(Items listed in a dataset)
....

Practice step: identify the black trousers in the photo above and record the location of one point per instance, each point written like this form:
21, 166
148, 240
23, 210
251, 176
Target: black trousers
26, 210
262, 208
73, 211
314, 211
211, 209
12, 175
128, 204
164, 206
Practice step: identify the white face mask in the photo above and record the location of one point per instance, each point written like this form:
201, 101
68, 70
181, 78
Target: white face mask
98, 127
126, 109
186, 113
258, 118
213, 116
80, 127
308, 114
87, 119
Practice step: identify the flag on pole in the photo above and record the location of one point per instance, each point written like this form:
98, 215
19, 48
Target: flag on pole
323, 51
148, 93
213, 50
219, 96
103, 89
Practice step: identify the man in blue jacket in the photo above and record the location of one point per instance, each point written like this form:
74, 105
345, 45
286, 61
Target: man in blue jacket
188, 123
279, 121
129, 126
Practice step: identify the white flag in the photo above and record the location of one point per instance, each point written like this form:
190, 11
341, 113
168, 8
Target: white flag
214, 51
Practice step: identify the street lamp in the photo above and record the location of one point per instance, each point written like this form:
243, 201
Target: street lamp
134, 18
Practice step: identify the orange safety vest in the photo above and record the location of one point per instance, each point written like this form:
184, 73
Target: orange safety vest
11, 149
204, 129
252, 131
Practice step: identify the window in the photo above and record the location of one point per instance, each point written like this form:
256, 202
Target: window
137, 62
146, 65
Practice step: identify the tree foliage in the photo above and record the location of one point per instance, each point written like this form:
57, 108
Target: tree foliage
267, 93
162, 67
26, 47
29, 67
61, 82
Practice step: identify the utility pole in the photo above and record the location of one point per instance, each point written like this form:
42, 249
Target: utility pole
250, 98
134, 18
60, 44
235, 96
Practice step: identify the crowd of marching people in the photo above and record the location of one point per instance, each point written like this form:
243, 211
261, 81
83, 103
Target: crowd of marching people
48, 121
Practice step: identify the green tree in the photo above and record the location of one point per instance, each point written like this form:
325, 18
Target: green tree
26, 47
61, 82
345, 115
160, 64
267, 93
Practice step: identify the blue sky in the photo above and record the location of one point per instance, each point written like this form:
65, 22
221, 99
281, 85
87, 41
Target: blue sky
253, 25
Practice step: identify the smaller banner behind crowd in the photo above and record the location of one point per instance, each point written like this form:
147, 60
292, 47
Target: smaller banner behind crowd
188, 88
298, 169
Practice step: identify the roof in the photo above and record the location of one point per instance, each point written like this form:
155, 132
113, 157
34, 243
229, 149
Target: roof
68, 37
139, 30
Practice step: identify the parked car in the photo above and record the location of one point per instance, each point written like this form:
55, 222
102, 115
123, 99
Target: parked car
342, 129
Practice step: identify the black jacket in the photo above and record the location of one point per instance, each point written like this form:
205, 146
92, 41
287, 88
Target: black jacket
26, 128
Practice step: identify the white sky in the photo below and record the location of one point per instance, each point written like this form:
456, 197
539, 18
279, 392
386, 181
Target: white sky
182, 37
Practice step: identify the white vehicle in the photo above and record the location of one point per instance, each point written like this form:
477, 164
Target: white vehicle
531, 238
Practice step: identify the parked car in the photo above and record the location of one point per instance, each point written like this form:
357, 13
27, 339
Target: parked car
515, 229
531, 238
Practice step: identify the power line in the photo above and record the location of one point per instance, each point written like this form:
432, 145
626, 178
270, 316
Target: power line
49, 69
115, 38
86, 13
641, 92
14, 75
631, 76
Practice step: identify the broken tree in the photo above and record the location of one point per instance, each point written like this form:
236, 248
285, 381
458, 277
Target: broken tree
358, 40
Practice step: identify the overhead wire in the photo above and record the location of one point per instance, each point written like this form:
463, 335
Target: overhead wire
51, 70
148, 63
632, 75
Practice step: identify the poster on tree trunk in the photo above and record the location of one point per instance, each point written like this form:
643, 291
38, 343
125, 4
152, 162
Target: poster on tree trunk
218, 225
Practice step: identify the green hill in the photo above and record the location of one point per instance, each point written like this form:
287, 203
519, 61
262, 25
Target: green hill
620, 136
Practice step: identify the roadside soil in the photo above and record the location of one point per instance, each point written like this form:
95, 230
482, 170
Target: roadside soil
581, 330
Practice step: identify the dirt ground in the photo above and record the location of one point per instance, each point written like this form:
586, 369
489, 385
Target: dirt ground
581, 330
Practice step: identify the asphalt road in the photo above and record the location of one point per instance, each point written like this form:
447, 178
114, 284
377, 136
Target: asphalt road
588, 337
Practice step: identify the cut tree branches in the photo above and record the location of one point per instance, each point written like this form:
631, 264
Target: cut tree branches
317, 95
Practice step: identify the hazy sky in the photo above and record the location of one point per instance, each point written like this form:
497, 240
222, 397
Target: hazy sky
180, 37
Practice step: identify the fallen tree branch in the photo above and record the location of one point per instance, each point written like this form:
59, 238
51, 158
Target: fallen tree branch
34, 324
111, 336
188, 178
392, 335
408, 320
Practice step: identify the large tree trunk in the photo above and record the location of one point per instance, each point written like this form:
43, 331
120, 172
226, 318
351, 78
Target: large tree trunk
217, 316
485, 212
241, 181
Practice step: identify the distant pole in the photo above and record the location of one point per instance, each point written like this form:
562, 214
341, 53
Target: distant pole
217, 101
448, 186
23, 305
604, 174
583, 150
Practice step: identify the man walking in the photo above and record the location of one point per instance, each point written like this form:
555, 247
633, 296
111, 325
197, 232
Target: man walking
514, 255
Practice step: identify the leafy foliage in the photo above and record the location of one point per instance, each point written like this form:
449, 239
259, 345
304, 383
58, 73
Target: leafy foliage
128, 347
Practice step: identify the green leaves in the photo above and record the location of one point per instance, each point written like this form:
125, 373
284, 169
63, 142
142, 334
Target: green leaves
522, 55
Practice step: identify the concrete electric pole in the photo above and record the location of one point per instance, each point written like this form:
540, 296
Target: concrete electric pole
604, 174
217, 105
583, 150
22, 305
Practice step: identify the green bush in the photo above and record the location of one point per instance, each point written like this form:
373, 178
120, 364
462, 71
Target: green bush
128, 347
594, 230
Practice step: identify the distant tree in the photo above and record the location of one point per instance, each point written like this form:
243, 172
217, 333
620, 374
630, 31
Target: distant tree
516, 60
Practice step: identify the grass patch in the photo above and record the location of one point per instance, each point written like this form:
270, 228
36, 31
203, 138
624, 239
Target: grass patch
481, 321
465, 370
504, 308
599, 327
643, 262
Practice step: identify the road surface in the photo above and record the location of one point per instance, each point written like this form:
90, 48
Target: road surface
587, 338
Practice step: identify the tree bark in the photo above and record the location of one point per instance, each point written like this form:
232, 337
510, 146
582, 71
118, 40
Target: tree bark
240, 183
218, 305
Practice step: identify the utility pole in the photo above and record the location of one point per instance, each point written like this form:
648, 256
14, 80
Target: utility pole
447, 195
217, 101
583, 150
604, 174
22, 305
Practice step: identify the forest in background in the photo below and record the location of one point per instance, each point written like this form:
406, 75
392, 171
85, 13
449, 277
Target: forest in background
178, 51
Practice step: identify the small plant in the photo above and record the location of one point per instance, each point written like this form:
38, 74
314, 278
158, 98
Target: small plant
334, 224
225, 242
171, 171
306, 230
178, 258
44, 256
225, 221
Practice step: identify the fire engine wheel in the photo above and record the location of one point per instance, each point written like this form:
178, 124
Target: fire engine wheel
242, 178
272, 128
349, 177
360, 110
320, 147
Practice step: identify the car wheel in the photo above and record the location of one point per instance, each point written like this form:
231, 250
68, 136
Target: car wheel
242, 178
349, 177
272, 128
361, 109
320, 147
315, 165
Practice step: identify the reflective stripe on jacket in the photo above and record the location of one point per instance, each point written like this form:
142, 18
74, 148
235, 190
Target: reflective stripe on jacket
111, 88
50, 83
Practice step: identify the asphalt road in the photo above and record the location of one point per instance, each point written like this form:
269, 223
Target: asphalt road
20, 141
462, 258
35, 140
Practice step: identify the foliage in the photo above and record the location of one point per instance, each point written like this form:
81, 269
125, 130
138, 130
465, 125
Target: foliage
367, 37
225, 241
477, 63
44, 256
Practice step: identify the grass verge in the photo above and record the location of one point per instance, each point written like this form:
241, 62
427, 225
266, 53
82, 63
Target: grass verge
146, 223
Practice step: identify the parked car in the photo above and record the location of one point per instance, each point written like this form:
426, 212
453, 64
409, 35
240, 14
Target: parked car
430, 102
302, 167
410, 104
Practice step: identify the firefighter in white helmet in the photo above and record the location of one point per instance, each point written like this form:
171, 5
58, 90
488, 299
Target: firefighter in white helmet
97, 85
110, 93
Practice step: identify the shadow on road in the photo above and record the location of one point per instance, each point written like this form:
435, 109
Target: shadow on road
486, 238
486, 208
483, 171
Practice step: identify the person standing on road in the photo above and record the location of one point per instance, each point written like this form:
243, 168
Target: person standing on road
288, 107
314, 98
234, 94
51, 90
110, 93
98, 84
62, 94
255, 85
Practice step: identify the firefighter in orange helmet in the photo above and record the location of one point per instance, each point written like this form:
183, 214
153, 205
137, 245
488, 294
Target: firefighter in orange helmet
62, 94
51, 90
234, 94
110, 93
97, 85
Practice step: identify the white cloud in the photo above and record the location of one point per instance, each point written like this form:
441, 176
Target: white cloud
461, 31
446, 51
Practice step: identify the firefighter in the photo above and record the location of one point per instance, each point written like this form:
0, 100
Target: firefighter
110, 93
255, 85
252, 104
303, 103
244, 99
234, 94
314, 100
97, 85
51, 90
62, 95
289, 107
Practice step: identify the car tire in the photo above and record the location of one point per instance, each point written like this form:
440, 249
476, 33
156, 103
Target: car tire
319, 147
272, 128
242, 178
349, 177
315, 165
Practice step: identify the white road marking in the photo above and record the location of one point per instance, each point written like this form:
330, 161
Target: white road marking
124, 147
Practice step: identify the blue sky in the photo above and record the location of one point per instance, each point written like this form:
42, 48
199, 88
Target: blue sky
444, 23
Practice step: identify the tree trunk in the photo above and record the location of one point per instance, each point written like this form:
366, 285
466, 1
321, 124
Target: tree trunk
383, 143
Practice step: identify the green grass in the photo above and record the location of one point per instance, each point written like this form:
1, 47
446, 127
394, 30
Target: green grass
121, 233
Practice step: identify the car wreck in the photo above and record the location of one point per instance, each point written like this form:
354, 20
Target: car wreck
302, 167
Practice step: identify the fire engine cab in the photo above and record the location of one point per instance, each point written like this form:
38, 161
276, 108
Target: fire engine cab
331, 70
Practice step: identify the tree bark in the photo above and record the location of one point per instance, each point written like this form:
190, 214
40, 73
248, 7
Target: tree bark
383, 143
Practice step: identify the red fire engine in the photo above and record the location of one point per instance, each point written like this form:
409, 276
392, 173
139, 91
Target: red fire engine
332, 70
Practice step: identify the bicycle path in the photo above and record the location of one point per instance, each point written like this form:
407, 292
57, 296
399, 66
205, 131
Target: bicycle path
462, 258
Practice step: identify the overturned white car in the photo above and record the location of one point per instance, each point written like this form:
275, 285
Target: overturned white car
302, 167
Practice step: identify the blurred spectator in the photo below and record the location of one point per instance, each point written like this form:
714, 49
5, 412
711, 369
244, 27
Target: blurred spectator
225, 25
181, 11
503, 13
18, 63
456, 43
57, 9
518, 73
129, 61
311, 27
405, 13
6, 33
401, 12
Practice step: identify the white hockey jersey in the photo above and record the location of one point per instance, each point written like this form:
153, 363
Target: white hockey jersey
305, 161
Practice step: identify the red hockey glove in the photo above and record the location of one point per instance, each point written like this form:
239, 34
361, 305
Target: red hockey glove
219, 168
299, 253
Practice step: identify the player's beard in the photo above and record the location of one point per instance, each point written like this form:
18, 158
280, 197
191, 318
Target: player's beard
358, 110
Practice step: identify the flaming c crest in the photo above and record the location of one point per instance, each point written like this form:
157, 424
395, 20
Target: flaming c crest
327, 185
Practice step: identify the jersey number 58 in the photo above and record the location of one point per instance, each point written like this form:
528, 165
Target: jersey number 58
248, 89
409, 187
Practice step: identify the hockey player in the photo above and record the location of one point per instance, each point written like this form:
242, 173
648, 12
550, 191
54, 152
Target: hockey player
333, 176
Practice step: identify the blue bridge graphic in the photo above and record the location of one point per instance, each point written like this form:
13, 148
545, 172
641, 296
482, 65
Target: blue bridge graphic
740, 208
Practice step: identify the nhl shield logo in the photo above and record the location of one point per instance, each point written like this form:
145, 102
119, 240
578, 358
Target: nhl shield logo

....

**Challenge:**
Set down the lines of the data above exactly as they appear, starting at the line that contains "Practice step: identify the nhl" and ending at the last line of the data, with both of those lines included.

**Solved exercise:**
Practice step: identify the nhl shield logo in the photo above and record the location of one point per instance, each point written like this form:
145, 102
119, 240
578, 358
Target: nhl shield logo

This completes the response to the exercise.